Michelle Dizon

Michelle Dizon’s work White Gaze is based on a collection of National Geographic magazines from the 1930s to the early 2000s that Dizon bought at a flea market. By preserving the pictures presented in the magazines intact but editing out parts of the accompanying text, Dizon underscores the racist stereotypes contained in the originals. By making use of a magazine that is recognized globally and has for decades provided a window on the surrounding world, Dizon makes visible the role of photography and the mass media in the spread of colonialist and imperialist ways of seeing.

In the installation The Archive’s Fold, Dizon uses images of the US colonial and postcolonial period in the Philippines, sourced from archives in the Philippines, the USA, her family albums, and the internet—to deal with the intergenerational legacies of colonial violence. The official archival photographs are contrasted with Dizon’s personal portrayal of an intimate realm where physical and spiritual remains are shared by the dead, the living, and the unborn. The piece takes the form of a conversation between Dizon’s great-great-grandmother in the year 1905 and her grandchild’s great-granddaughter in 2123. Both are named Latipa. The future Latipa lives in a time when climate catastrophe has made the Earth uninhabitable. She is now on her way to Proxima B, the closest planet to Earth believed to be capable of supporting human life. The work suggests that colonial assaults on people and the environment are deeply linked and have a devastating impact—lasting long after they are officially considered over.

========

Task details: Edit the part of the Michelle Dizon text that starts at the words "Michelle Dizon’s work White" and ends after "ways of seeing.", replacing "flea market" with "yard sale".

Records supplied:
========

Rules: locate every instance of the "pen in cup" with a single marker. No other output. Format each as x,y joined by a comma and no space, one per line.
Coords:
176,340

========

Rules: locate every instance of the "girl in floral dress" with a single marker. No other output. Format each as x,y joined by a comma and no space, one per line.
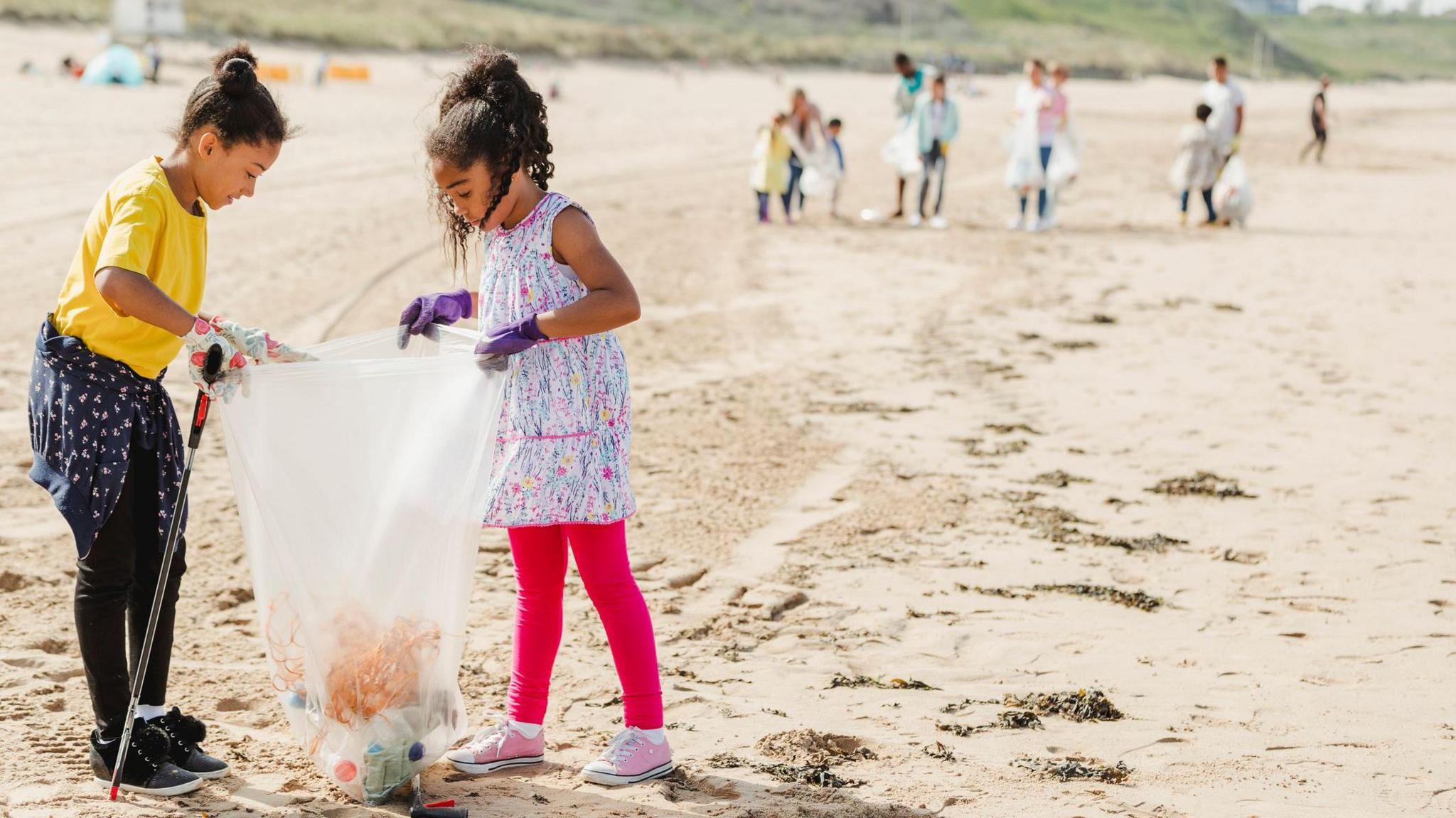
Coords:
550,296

========

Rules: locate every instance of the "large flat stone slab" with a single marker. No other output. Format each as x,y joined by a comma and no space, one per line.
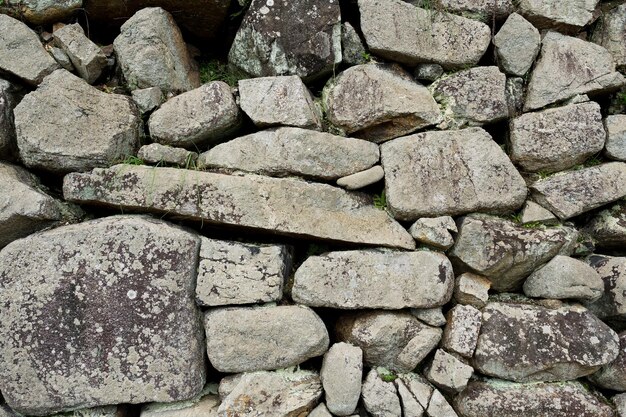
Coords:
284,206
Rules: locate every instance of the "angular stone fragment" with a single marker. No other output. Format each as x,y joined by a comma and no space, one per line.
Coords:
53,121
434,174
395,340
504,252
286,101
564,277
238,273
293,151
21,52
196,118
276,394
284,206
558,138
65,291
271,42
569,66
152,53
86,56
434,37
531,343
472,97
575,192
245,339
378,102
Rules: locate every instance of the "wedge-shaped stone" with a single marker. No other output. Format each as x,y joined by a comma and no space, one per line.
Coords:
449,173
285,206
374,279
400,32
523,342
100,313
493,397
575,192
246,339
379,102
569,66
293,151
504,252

========

Written answer:
Michelle Dizon’s work White Gaze is based on a collection of National Geographic magazines from the 1930s to the early 2000s that Dizon bought at a yard sale. By preserving the pictures presented in the magazines intact but editing out parts of the accompanying text, Dizon underscores the racist stereotypes contained in the originals. By making use of a magazine that is recognized globally and has for decades provided a window on the surrounding world, Dizon makes visible the role of photography and the mass media in the spread of colonialist and imperialist ways of seeing.